_Task requirements_: Which lines in the records below contain the word "statue"? Pick out each one and copy it.
┄┄┄┄┄┄┄┄┄┄┄┄┄┄┄┄┄┄┄┄
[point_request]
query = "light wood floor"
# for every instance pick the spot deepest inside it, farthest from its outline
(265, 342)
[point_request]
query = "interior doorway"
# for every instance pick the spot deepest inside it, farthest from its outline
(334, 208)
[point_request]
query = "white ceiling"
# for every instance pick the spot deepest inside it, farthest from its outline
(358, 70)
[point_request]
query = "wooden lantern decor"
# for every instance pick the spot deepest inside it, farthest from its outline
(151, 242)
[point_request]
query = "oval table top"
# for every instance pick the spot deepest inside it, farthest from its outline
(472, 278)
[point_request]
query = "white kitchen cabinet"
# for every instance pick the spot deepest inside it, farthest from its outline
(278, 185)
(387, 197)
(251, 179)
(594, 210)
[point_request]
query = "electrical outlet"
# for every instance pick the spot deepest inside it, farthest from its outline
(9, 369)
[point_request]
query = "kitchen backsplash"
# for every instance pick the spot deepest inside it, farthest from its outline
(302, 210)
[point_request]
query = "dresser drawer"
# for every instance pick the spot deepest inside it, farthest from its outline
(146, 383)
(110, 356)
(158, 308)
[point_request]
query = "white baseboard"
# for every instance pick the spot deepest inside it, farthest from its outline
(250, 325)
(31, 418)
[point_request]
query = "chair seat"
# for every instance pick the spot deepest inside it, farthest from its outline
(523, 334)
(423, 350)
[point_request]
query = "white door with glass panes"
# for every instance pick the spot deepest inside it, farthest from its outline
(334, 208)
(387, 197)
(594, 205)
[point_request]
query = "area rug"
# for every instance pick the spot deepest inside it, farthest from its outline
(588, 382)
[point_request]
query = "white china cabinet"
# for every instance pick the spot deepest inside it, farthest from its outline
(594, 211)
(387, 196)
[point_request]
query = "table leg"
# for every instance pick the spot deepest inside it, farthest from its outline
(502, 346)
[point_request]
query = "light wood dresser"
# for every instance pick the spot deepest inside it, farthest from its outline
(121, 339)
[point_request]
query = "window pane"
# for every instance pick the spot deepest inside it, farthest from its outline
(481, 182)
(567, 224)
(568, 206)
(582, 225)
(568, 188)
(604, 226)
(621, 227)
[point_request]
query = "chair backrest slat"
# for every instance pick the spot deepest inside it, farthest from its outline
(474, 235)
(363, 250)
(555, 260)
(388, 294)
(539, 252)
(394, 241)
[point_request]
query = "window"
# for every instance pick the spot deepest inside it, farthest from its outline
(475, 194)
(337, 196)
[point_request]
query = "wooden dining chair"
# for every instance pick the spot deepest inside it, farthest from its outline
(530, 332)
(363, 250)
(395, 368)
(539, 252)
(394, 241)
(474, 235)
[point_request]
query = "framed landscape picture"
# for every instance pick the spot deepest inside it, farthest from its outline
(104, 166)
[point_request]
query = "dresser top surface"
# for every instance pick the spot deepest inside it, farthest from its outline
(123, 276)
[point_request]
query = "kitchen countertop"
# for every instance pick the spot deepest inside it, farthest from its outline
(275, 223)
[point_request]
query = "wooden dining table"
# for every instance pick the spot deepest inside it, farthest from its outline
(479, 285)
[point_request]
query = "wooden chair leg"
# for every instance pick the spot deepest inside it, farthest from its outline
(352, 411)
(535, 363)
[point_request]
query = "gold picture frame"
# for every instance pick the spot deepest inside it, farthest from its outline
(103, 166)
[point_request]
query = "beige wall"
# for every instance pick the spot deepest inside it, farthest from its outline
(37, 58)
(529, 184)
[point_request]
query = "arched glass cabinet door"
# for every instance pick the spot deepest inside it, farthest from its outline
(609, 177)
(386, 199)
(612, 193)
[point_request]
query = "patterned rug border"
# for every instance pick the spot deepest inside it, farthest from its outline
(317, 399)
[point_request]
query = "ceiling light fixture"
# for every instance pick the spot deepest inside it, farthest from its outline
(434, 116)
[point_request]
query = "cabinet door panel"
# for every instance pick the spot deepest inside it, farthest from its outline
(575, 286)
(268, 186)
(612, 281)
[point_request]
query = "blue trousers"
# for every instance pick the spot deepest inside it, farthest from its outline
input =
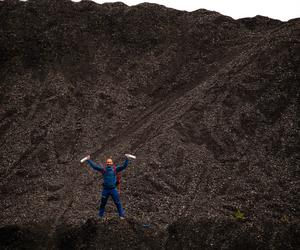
(115, 196)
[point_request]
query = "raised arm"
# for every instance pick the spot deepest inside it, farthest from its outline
(95, 166)
(124, 165)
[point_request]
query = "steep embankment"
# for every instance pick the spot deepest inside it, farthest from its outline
(210, 106)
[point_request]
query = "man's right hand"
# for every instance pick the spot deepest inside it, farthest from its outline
(85, 159)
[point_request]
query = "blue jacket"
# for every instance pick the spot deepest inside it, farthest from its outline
(109, 174)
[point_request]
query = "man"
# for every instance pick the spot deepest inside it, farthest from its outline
(109, 183)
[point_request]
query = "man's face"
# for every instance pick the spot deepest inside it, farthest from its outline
(109, 162)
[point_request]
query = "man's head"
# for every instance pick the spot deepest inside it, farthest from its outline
(109, 162)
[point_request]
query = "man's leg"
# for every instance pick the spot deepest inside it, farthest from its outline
(116, 198)
(104, 198)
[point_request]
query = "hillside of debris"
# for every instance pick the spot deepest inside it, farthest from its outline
(208, 104)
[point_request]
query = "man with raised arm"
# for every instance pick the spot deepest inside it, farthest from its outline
(109, 173)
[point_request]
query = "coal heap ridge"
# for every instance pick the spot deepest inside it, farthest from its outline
(208, 104)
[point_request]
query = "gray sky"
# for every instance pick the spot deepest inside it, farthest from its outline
(277, 9)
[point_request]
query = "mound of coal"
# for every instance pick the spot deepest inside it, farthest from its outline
(208, 104)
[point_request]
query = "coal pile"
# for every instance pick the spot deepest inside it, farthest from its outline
(208, 104)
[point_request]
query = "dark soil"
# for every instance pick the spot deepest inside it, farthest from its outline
(208, 104)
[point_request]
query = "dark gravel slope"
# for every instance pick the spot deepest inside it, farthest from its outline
(209, 104)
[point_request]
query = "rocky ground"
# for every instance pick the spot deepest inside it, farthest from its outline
(208, 104)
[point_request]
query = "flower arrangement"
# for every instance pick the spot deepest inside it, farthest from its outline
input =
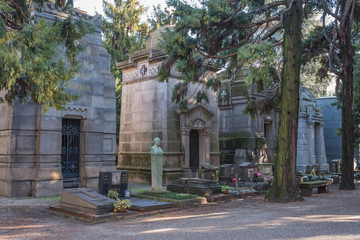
(257, 174)
(113, 194)
(119, 205)
(122, 205)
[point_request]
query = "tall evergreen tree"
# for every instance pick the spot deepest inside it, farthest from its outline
(235, 34)
(123, 34)
(32, 65)
(341, 56)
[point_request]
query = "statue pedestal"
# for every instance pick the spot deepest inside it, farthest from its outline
(156, 171)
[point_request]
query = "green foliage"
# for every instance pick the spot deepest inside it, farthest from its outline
(357, 92)
(159, 18)
(32, 64)
(122, 205)
(123, 35)
(113, 194)
(219, 33)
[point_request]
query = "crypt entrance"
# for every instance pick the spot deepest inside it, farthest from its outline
(195, 125)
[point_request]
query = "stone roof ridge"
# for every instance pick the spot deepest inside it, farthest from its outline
(199, 108)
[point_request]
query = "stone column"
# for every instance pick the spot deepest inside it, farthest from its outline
(185, 134)
(206, 146)
(302, 158)
(156, 171)
(202, 147)
(321, 155)
(311, 141)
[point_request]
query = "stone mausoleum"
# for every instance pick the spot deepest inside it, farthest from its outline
(188, 138)
(310, 143)
(40, 152)
(244, 138)
(254, 139)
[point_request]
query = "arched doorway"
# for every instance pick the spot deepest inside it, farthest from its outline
(194, 150)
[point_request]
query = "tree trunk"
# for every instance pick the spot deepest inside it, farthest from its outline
(284, 186)
(346, 54)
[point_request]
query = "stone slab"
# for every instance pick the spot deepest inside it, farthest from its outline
(85, 200)
(95, 218)
(201, 187)
(143, 205)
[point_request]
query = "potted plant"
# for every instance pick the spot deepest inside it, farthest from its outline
(225, 189)
(122, 205)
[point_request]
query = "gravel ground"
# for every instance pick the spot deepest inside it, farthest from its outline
(322, 216)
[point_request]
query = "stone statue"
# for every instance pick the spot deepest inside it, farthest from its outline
(156, 165)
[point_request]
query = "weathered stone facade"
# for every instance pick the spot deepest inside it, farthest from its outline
(332, 122)
(148, 112)
(243, 138)
(310, 143)
(33, 142)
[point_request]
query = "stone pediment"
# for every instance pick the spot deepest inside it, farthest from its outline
(197, 117)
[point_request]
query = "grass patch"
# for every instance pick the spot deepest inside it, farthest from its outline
(49, 198)
(137, 190)
(170, 195)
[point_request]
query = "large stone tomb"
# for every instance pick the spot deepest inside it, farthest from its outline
(201, 187)
(43, 152)
(113, 180)
(85, 200)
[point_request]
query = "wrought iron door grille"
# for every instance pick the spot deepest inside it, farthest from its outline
(194, 150)
(70, 148)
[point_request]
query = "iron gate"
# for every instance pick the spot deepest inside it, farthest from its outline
(194, 150)
(70, 148)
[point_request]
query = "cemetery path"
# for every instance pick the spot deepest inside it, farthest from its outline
(322, 216)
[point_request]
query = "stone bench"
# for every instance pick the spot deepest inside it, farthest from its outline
(321, 185)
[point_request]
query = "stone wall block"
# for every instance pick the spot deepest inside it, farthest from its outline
(50, 142)
(93, 143)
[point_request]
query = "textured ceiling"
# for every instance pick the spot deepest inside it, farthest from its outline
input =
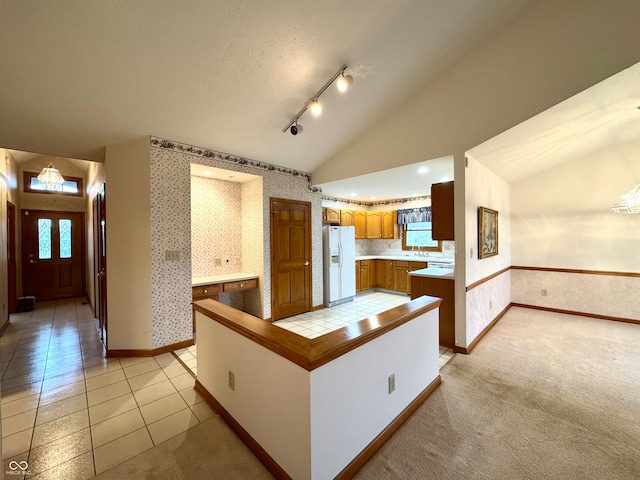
(229, 76)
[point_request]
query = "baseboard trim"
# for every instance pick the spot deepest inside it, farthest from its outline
(248, 440)
(580, 314)
(363, 457)
(466, 350)
(4, 327)
(151, 352)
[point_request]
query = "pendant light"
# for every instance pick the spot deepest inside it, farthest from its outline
(50, 177)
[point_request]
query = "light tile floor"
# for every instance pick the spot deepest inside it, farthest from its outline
(365, 304)
(71, 413)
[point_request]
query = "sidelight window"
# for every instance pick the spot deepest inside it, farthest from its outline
(44, 238)
(64, 227)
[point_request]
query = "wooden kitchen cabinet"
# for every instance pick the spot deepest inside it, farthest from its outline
(330, 215)
(385, 276)
(362, 276)
(388, 226)
(444, 289)
(373, 225)
(360, 222)
(417, 266)
(442, 217)
(347, 218)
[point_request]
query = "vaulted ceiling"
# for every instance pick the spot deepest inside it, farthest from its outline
(225, 75)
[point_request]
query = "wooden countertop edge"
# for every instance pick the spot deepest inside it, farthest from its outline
(313, 353)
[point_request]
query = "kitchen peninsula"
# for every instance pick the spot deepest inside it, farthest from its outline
(317, 408)
(438, 282)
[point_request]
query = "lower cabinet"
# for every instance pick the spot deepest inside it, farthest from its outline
(363, 278)
(401, 276)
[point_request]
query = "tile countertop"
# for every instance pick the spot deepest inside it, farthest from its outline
(434, 273)
(212, 280)
(411, 258)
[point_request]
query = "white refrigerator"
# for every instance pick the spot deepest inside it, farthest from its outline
(339, 264)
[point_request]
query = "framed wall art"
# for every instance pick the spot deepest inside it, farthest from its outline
(487, 232)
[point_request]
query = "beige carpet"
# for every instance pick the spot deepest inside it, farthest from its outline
(543, 396)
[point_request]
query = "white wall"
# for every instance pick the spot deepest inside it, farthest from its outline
(483, 188)
(127, 170)
(562, 219)
(95, 179)
(252, 244)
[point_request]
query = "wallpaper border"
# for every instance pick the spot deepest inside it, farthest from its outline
(165, 144)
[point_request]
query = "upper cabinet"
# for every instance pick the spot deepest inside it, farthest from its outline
(388, 224)
(374, 225)
(360, 222)
(347, 218)
(442, 223)
(379, 224)
(331, 216)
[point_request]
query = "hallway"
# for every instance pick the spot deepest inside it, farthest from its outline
(71, 413)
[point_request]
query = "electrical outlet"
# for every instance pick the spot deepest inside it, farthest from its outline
(172, 255)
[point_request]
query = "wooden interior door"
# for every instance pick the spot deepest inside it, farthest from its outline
(100, 259)
(290, 258)
(11, 258)
(53, 263)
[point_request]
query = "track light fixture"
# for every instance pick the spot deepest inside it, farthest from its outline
(343, 83)
(314, 105)
(295, 129)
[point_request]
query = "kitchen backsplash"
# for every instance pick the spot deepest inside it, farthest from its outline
(394, 247)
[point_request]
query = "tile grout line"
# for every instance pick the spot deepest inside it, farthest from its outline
(189, 371)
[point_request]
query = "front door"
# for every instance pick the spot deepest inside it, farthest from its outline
(52, 254)
(290, 258)
(11, 257)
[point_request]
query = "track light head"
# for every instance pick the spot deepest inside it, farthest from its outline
(315, 107)
(343, 82)
(295, 129)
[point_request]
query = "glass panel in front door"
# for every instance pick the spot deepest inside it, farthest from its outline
(64, 227)
(44, 238)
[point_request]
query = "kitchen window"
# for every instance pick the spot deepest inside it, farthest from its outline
(416, 236)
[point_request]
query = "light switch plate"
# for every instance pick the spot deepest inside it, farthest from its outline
(172, 255)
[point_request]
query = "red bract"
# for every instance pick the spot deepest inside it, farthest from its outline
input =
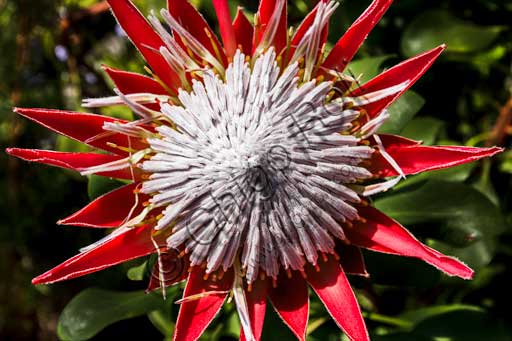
(190, 64)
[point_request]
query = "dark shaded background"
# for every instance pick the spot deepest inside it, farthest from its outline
(51, 54)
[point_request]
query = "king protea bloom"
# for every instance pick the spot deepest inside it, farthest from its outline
(249, 164)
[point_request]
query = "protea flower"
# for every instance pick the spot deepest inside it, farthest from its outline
(249, 164)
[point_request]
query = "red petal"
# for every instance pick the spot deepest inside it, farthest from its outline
(332, 287)
(389, 140)
(195, 315)
(414, 159)
(174, 269)
(74, 161)
(109, 210)
(132, 83)
(82, 127)
(145, 39)
(382, 234)
(303, 29)
(407, 72)
(195, 24)
(134, 243)
(227, 31)
(291, 301)
(257, 304)
(351, 260)
(346, 48)
(244, 31)
(265, 12)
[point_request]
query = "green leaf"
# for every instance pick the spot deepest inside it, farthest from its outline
(456, 174)
(137, 272)
(366, 68)
(419, 315)
(463, 325)
(425, 129)
(94, 309)
(462, 218)
(402, 112)
(99, 185)
(65, 144)
(436, 27)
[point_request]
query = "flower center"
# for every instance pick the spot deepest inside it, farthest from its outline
(256, 169)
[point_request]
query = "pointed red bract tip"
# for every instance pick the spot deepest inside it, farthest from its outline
(332, 287)
(380, 233)
(134, 243)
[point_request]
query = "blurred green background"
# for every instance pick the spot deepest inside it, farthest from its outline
(51, 54)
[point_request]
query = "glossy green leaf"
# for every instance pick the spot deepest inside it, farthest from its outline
(137, 272)
(425, 129)
(99, 185)
(458, 215)
(94, 309)
(416, 316)
(402, 112)
(365, 69)
(436, 27)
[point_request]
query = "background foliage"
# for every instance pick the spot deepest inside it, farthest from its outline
(51, 56)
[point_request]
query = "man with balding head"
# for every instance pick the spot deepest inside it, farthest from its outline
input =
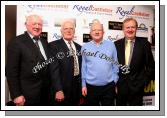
(66, 88)
(27, 84)
(99, 74)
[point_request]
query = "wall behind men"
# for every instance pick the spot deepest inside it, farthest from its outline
(111, 16)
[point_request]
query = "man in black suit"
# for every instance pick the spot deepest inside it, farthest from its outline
(136, 53)
(28, 80)
(67, 87)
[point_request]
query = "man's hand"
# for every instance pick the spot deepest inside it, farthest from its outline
(84, 91)
(59, 96)
(19, 101)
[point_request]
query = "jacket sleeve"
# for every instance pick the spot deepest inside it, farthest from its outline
(13, 69)
(55, 70)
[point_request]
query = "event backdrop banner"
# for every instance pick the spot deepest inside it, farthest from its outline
(111, 16)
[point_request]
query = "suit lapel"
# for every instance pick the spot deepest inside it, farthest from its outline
(44, 44)
(135, 53)
(123, 51)
(30, 44)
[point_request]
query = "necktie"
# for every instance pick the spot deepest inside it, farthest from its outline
(76, 69)
(36, 43)
(127, 51)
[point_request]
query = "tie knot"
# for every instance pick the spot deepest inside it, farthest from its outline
(69, 42)
(36, 38)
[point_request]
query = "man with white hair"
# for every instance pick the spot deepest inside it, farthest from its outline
(99, 74)
(66, 83)
(23, 54)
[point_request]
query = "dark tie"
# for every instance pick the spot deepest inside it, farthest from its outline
(76, 69)
(36, 43)
(128, 51)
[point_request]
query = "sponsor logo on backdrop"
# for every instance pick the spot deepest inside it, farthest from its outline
(86, 24)
(131, 12)
(86, 38)
(56, 36)
(59, 21)
(91, 9)
(44, 35)
(142, 28)
(30, 8)
(113, 38)
(114, 25)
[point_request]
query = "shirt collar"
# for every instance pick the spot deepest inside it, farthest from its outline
(101, 42)
(133, 41)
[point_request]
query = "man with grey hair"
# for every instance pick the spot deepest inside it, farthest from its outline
(23, 54)
(66, 82)
(134, 52)
(99, 74)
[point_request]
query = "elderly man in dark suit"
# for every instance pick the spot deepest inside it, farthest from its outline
(136, 53)
(67, 87)
(28, 80)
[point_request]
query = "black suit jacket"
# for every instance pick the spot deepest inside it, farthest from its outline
(142, 65)
(22, 56)
(62, 67)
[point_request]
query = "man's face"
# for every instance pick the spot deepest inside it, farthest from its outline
(97, 32)
(68, 31)
(130, 29)
(34, 26)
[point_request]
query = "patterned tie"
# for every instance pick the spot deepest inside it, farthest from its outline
(127, 51)
(76, 69)
(36, 42)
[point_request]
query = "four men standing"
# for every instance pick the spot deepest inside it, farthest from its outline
(63, 76)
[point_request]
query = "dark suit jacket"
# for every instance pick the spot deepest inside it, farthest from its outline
(60, 52)
(22, 56)
(142, 65)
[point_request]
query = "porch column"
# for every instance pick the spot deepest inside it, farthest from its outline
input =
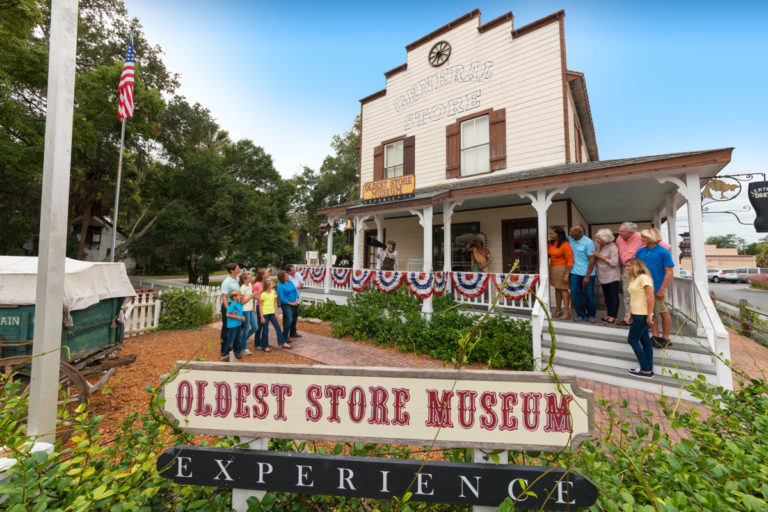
┄┄┄┄┄┄┄┄┄┄┄┄┄┄┄┄┄┄┄┄
_Worked solution_:
query = "statue pedestal"
query = "stone statue"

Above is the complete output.